Extrait à lire

━━━

Edito

mars 2006
Les prophètes de la précarité

Nul n’est prophète dans son pays. En politique, c’est parfois même un avantage. A ce titre, l’adoption par les parlementaires du « contrat première embauche » est un cas d’école. Ce projet de loi offre aux employeurs la possibilité, durant deux ans, de licencier sans motif les jeunes « bénéficiaires » d’un CPE. Le « contrat à durée indéterminée » (CDI), autour duquel s’articule le modèle social français, est renvoyé une fois de plus au rang des vieilleries et autres antiquités. Le débat politique en cours est majeur. D’un côté, le gouvernement et sa majorité sont convaincus que pour créer des emplois il faut « libérer l’initiative » en mettant un terme aux « lourdeurs » du Code du travail. De l’autre, l’opposition juge que la prospérité économique ne peut pas se fonder sur un état permanent « d’insécurité sociale », sur la précarité des jeunes et des salariés.

In fine le débat sera tranché, comme il se doit, à l’Assemblée et au Sénat. Mais il a lieu également dans la rue. Les lycéens et les étudiants, soutenus par l’ensemble des syndicats, s’y expriment là aussi en toute légitimité. Dans les deux cas, tout est normal. Ce qui l’est moins, c’est l’extrême discrétion de nos poids lourds régionaux. Il s’agit d’une habitude. Jean-Claude Gaudin, Hubert Falco, Jacques Peyrat, Renaud Muselier, Dominique Estrosi et les autres, cherchent en permanence à s’afficher au dessus des « querelles politiciennes » dès qu’ils ne sont plus à Paris. Les élus de gauche, une fois que leurs partis sont aux affaires, adoptent la même attitude. Ce sont pourtant bien nos barons locaux qui approuvent le CPE à Paris, au Parlement. Leur façon de systématiquement se dissocier, ici, des convictions et des choix qu’ils soutiennent, là bas, relève de la schizophrénie. Et d’un jeu de dupe pour les électeurs.

━━━

Les données
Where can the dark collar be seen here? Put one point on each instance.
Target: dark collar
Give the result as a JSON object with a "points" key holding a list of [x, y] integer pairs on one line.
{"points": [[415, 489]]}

━━━

Consignes de l'exercice
1) D'après l'éditorial sur le contrat première embauche, pendant combien de temps un employeur peut-il licencier sans motif un jeune bénéficiaire d'un CPE ?
2) Prolongez l'éditorial sur le contrat première embauche d'un paragraphe qui suit sa dernière phrase.

Réponses aux consignes
1) Pendant deux ans.

2)
La tempête sociale, espérée ou redoutée, n’aura peut-être pas lieu. Une autre tempête a déjà agité, ces dernières semaines, les bénitiers, les synagogues et les mosquées. Tout est parti du Danemark avec quelques dessins médiocres représentant le prophète Mahomet. Avant de susciter les plus vives passions aux quatre coins du monde. Sauf à jouer les autruches, comme nos élus avec le CPE, il aurait été difficile de ne pas aborder de face le sujet dans les colonnes d’un journal où le dessin de presse occupe, au côté de l’info, une place de choix. Peut-on se moquer des religions, en caricaturant leurs prophètes, leurs croyances et leurs rites ? Sans équivoque : oui. Il s’agit presque d’un devoir lorsqu’on a fait v?ux de satire. Comme il est utile de brocarder tous les pouvoirs, temporels ou spirituels, et tous les dogmatismes dont les chrétiens, les juifs où les musulmans sont loin d’avoir l’exclusivité. Défendre avec vigueur le droit à la caricature et au blasphème, instauré par la Révolution française, n’implique pas de mépriser les croyants. Et n’interdit pas d’être lucide sur les fantasmes, teintés de xénophobie, qui s’expriment avec force au sujet de l’Islam. Une religion qui vaut mieux que ses caricatures.